***** EXCERPTED PASSAGE

To: "[ontolog-forum] " <ontolog-forum@xxxxxxxxxxxxxxxx>
From: "Cassidy, Patrick J." <pcassidy@xxxxxxxxx>
Date: Sat, 9 Jun 2007 06:09:58 -0400
Message-id: <6ACD6742E291AF459206FFF2897764BE019B91B7@xxxxxxxxxxxxxxxxx>
Sean,
  Your example of grading papers is one example of many that can be
provided to demonstrate that the retroactive effort to translate
classifications that were developed completely independently may be too
time-consuming to be practical for many purposes.  However, it does not
address the more sensible procedure of having each community develop
its classifications, ***each element of which is defined by a common
defining vocabulary***.  In that case, even if the classifications were
developed separately, the retroactive alignment could not only be done
efficiently, but if the definitions were from logical specifications
(i.e. in an ontology), it could be done automatically and accurately.
The use of a common defining vocabulary is not merely a theoretical
possibility, it is something done every day by the native speakers of a
language, when they need to describe to each other what terms mean in
their respective community vocabularies - they fall back on the basic
concepts that they have in common, learned in their early years.
    I have no doubt that one or some combination of the existing
foundation ontologies (perhaps needing a merger with the concepts
represented by WordNet synsets) will serve as the conceptual analog of
the linguistic defining vocabulary, and give you the common conceptual
inventory that different people can use to create their own logical
definitions in separate contexts, and find them automatically
understandable by others, because they are created as combinations of
the same basic concepts.  This particular tactic has not yet been
proven to serve that purpose (because it hasn't been tried specifically
in that way) - but it makes more sense to me than any alternative way
of getting different communities of ontologies to be mutually
comprehensible.    (01)

  If your situation is such that you will never be able to get your
local communities to use the same foundation ontology to define their
local terms, then, yes, Houston, you do have a problem.  But to get the
necessary foundation ontology one needn't wait for the ultimate perfect
revelation of the state of the universe, one just needs a large enough
basic concept inventory to create definitions that are good enough for
your present purposes.  When new tasks appear to demand additional
basic concepts, those can be added in turn, in a manner that is
consistent with the starting set of concepts.    (02)

**********

REQUIREMENTS
**1)** In the ontology email, what reason does the writer give for thinking that logical definitions built from a common foundation ontology would be automatically understandable by others?
**2)** Rewrite the paragraph of the ontology email that begins "If your situation is such" in two or three shorter sentences, keeping its main points.
**3)** Write the next paragraph of the ontology email, continuing from its final sentence.

***** DATA LINES

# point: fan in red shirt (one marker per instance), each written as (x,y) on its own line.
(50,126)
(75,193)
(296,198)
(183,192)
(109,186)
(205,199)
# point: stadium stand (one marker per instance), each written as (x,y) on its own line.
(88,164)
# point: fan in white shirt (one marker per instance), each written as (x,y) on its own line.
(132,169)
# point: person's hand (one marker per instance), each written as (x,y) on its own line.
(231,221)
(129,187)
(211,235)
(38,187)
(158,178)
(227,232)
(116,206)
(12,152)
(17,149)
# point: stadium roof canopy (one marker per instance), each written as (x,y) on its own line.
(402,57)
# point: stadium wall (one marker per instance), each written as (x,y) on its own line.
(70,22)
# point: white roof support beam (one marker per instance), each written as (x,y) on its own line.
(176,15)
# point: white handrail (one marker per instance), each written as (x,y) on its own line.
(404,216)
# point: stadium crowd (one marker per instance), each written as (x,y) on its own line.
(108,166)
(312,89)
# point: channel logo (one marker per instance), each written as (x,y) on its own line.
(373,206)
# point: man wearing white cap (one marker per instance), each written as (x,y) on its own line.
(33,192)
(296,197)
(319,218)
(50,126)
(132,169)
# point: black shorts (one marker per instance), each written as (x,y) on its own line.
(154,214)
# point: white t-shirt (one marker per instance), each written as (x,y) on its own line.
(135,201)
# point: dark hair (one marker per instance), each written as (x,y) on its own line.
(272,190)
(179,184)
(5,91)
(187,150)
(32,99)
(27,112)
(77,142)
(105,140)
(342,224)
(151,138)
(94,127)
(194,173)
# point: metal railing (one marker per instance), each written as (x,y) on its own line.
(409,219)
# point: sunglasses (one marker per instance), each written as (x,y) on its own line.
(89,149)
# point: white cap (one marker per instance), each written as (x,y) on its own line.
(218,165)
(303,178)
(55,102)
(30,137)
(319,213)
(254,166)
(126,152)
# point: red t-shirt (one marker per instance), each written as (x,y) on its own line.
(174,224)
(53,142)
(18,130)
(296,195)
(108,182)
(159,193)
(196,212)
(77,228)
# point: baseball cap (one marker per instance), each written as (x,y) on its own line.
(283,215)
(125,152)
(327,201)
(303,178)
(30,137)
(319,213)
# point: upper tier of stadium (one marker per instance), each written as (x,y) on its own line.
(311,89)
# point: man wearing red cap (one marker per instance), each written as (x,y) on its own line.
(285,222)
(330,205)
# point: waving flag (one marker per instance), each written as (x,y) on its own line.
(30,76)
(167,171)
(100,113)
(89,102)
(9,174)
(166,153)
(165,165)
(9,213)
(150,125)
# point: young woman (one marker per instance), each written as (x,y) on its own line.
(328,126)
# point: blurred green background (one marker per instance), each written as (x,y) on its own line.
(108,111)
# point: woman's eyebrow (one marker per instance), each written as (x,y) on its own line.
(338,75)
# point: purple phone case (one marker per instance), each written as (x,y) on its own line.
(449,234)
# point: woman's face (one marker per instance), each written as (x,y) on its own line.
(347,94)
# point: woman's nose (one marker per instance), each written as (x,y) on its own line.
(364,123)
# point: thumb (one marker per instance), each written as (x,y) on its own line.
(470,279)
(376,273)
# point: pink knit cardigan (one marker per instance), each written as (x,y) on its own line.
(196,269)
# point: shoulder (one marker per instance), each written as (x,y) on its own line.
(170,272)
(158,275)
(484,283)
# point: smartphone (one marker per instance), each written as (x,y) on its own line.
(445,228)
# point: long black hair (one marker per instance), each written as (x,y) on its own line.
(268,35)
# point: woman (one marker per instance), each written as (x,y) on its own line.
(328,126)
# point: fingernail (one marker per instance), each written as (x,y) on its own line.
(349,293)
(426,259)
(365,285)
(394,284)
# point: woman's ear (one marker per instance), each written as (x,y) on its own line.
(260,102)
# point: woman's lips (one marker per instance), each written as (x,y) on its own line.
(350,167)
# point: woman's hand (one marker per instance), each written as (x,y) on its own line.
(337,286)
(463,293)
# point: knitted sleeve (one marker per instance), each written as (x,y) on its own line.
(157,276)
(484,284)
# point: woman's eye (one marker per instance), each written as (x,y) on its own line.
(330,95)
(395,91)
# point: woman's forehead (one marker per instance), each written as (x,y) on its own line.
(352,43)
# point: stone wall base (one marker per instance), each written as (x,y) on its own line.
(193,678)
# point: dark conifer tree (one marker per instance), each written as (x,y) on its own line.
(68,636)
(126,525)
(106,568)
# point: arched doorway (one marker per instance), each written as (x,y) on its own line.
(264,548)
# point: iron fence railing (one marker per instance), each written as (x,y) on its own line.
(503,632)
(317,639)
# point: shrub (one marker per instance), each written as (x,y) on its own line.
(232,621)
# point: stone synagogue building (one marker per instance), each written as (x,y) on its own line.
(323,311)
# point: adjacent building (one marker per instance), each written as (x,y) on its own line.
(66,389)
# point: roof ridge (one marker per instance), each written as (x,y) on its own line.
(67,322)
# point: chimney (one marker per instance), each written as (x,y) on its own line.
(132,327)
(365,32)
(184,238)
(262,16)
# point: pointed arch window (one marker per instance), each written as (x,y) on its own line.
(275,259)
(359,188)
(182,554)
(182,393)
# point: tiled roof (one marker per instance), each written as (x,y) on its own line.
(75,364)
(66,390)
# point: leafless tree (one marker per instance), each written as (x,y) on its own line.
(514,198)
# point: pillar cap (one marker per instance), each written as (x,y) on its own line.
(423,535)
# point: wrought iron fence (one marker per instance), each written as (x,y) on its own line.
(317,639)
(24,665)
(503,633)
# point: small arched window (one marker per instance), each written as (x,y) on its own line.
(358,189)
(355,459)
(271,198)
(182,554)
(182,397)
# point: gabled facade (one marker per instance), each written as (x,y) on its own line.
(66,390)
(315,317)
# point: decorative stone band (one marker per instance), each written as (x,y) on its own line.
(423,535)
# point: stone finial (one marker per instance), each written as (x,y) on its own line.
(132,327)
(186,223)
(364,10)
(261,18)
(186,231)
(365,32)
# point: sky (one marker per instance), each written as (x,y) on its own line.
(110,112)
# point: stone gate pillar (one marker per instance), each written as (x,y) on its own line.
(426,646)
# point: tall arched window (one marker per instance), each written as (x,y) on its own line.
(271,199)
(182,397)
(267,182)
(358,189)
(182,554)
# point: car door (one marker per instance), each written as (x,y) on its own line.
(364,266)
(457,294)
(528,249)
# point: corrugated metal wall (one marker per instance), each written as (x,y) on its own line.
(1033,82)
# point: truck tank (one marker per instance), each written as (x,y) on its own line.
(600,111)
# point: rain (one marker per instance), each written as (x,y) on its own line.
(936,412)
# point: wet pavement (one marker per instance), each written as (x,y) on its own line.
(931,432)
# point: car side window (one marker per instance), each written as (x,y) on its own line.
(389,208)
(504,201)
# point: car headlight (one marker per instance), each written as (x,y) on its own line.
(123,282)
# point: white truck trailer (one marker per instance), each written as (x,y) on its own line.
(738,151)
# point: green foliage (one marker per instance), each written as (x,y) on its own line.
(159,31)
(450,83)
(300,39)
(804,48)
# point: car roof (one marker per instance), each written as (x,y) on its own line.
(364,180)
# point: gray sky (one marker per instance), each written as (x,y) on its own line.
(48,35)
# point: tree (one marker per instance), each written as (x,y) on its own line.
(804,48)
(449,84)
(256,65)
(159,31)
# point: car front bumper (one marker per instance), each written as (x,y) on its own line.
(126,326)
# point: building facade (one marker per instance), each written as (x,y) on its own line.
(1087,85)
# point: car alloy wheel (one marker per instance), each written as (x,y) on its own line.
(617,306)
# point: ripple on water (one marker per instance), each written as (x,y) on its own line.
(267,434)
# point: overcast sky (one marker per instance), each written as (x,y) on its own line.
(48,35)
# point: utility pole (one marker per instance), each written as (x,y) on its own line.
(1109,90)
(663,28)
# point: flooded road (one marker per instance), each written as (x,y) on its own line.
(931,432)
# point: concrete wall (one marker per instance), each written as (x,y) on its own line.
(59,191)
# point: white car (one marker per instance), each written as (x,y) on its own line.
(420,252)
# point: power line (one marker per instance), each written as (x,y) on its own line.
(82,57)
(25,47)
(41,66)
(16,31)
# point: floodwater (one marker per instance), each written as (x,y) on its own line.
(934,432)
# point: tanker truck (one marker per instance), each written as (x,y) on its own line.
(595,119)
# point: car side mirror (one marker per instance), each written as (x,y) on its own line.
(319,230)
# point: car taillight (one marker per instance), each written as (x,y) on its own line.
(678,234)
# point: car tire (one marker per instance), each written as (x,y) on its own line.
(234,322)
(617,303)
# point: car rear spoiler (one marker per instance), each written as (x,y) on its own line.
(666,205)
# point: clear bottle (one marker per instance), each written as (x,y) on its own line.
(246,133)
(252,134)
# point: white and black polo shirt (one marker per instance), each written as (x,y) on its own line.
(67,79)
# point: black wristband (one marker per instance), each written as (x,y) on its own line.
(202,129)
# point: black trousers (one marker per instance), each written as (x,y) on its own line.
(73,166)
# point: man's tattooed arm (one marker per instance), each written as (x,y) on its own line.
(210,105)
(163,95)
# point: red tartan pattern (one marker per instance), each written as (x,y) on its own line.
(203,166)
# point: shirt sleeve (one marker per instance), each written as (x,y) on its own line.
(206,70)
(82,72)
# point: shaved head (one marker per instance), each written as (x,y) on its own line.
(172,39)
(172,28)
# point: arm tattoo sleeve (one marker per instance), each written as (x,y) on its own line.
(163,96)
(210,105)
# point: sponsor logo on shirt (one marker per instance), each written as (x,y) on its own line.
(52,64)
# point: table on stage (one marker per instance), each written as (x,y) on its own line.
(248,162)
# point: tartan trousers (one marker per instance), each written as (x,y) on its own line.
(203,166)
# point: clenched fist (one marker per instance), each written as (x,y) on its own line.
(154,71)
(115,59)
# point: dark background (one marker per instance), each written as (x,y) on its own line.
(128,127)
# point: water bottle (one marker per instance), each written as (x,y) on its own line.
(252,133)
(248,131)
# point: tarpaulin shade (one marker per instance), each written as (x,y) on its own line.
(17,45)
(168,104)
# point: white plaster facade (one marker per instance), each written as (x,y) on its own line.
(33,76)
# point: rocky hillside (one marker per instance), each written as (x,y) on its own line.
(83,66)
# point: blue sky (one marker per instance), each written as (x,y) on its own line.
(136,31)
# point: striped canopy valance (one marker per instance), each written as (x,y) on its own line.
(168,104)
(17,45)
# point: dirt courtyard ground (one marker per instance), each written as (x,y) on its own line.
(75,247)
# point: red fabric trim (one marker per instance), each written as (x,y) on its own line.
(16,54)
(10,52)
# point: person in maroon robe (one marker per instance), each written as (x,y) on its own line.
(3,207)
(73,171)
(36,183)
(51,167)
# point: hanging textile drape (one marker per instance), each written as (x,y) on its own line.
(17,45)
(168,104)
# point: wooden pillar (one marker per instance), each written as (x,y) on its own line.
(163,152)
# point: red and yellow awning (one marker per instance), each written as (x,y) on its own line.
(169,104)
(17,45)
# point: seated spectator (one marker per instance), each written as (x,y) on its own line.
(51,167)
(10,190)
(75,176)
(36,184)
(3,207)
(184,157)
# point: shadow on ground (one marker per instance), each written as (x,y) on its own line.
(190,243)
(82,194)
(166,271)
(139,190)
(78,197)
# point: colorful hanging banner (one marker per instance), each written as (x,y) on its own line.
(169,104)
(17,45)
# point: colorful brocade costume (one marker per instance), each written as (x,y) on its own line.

**********

EXERCISE RESULTS
**1)** Definitions made in separate contexts would be automatically understandable by others because they are all built as combinations of the same basic concepts.

**2)** If local communities can never be brought to define their terms with the same foundation ontology, there is a real problem. Such an ontology does not have to be perfect. It only needs enough basic concepts to write definitions that are good enough for present purposes, and new concepts can be added consistently as new tasks require them.

**3)**
  As to whether different tasks actually require sets of basic concepts
that are logically inconsistent with each other, it may be the case,
but I haven't yet seen any examples.  The "inconsistencies" I have seen
thus far (including the endurant/perdurant distinction, discussed by
Pat Hayes) are, when I examine them, not logical inconsistencies, but
merely lack of alignment due to underspecification of the details of
the conceptual categories that are used in different ontologies.  When
the ambiguities are resolved, the concepts can be seen to be logically
consistent.  The only real logical inconsistencies that I have seen
thus far are due to the assignment of individual real-world instances
to logically inconsistent physical models.  If those different models
are treated as different physical theories (rather than as the ultimate
true form of the basic reality), they can be handled smoothly with the
theories classified as such, and in any case different physical models
are resolvable only by experiment, not by theorizing or defining.    (03)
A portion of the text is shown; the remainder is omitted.